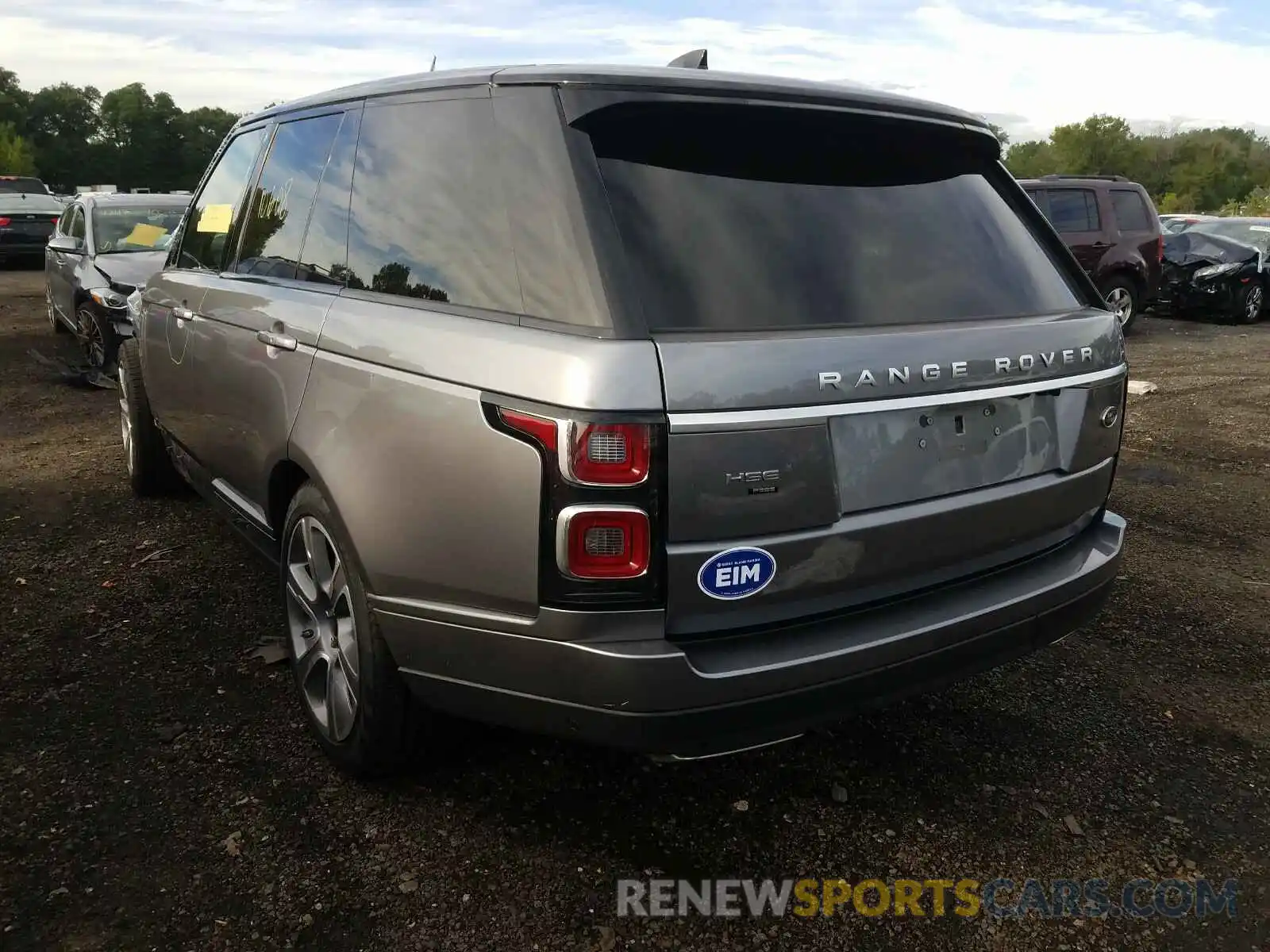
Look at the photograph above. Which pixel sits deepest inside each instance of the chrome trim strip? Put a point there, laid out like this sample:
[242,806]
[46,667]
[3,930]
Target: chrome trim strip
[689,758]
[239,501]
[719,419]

※

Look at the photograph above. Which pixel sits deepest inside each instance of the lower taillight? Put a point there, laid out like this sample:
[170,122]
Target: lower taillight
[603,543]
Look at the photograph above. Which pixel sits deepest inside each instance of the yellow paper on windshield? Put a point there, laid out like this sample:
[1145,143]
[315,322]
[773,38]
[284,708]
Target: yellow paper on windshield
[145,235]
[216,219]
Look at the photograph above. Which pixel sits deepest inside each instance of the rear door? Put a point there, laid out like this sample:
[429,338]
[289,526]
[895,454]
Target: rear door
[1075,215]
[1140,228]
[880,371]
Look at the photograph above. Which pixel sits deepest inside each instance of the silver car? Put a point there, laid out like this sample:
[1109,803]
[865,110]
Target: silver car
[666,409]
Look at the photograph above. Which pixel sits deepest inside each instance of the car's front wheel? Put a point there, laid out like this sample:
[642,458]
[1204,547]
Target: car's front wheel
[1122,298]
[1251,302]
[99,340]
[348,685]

※

_PROBLEM TO WORK ON_
What lines in the material above include "Look"? Copy every one of them.

_RESULT BELOW_
Look at the photograph above. Which pixel sits deepest inside each instance of the chrome trim strip? Put a point there, laid out like this sample:
Look at the photograph above. Which pixel sits deepest inside each instance of the lower taillight? Put a point there, laid out like this sample:
Look at the photograph above. Which pixel sits deepest inside each instance of the yellow paper on windshield? Put a point there, laid out like this sample:
Look at the photograph above. Which pixel sits deepest inside each instance of the rear door? Put a point there, laid out like this sample:
Look at the photograph above. Which pixel sits deepest inside each instance of the silver car? Put a point there, laid out like this sample:
Look at the photograph above. Which pixel sits deepest inside each instance of the car's front wheel? Put a point there, laid out like this sample:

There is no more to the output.